■ **WORK REQUIRED**
Count the lines below that contain the string "target", treating uppercase and lowercase as different. Reply with the number alone.

================================

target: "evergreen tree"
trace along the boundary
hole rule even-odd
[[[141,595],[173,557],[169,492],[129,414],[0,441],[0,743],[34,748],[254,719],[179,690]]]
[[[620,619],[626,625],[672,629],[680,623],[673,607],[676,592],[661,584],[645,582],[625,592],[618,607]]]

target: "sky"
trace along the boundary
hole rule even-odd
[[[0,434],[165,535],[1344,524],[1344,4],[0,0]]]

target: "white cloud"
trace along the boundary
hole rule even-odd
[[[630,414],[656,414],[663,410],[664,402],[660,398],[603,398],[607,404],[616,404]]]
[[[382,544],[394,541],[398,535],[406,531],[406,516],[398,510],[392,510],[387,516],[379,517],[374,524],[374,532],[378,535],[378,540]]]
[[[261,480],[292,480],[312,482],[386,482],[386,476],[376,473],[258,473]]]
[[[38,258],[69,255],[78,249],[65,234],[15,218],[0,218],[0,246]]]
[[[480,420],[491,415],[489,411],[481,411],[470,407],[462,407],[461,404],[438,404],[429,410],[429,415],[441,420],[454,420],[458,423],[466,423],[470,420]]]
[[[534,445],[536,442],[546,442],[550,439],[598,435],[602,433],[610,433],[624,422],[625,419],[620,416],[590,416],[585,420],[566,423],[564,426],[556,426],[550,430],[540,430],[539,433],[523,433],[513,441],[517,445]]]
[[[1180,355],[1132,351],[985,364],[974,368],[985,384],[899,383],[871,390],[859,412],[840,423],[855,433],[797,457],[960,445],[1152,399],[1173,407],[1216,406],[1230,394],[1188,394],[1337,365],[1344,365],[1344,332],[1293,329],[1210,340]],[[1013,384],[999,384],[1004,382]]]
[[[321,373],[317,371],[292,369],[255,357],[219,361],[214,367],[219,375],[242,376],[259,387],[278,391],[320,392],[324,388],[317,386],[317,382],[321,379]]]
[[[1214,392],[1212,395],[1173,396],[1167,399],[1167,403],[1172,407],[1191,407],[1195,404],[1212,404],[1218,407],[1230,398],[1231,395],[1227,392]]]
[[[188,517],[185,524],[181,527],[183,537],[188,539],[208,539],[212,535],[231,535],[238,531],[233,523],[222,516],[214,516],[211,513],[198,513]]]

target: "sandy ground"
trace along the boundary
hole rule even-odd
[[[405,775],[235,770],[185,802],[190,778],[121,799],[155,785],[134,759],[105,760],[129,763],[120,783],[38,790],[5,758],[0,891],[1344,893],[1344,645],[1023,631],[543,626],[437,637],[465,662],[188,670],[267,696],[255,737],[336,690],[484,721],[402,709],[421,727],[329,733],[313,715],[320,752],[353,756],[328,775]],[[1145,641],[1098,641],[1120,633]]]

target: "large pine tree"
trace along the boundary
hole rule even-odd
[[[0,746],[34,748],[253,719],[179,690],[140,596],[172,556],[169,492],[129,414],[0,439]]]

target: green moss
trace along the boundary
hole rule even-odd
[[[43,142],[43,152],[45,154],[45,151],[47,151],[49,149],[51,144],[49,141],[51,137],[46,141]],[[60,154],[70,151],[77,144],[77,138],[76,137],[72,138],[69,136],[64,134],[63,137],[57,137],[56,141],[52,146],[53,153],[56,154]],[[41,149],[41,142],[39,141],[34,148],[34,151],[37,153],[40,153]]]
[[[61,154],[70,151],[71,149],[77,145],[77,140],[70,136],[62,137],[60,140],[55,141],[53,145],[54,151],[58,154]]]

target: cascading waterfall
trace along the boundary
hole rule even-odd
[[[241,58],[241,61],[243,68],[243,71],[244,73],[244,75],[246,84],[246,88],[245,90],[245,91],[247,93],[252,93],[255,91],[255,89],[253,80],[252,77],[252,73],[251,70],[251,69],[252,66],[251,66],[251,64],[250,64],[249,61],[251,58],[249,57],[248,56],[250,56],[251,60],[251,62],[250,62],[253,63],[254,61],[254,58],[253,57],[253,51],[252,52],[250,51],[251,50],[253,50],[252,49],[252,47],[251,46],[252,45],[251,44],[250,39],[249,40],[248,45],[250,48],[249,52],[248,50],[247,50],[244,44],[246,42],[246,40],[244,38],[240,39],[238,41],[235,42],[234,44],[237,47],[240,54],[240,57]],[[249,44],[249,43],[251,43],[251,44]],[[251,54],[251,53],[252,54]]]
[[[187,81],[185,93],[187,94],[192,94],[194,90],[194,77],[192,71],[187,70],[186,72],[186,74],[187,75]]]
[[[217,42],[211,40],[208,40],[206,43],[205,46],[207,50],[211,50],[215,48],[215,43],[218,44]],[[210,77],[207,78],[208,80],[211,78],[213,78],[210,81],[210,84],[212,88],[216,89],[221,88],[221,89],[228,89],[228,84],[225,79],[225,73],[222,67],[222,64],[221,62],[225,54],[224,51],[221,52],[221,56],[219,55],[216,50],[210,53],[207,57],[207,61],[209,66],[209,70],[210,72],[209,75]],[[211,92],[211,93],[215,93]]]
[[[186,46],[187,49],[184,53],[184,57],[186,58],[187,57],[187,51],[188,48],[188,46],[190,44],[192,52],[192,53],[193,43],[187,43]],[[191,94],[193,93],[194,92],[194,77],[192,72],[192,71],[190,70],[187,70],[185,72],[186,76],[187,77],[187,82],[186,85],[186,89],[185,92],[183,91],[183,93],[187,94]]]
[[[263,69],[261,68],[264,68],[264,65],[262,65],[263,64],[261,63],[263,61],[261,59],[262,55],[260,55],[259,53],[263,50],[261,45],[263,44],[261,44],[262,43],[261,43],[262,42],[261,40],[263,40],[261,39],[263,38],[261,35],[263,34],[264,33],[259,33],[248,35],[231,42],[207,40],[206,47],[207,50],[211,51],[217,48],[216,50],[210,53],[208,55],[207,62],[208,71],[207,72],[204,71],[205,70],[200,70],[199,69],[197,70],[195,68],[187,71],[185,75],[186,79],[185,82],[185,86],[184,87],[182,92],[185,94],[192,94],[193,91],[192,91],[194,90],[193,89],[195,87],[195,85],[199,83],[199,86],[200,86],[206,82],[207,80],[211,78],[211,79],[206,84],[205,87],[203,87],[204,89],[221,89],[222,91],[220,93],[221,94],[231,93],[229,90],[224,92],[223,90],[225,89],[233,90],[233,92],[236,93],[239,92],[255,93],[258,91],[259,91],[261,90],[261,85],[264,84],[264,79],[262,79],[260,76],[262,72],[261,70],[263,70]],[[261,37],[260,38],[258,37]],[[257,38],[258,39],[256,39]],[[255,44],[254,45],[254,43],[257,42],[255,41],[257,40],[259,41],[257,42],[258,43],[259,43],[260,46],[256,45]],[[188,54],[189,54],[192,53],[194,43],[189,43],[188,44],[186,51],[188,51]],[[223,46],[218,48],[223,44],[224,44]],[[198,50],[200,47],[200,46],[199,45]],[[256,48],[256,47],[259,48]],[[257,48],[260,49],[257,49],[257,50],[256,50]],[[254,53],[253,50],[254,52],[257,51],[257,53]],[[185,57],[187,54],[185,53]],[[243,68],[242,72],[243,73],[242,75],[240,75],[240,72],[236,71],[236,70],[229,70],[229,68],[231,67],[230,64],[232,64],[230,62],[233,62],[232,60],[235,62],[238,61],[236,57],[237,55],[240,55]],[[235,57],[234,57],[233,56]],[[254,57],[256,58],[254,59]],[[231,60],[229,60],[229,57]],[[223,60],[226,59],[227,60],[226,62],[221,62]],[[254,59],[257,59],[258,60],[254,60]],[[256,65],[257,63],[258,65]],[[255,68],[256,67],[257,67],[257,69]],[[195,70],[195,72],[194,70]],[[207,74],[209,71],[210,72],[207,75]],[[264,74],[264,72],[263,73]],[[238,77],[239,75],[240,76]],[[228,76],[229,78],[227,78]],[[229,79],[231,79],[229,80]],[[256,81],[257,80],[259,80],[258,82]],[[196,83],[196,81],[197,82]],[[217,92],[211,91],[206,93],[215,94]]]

================================

■ **RESPONSE**
7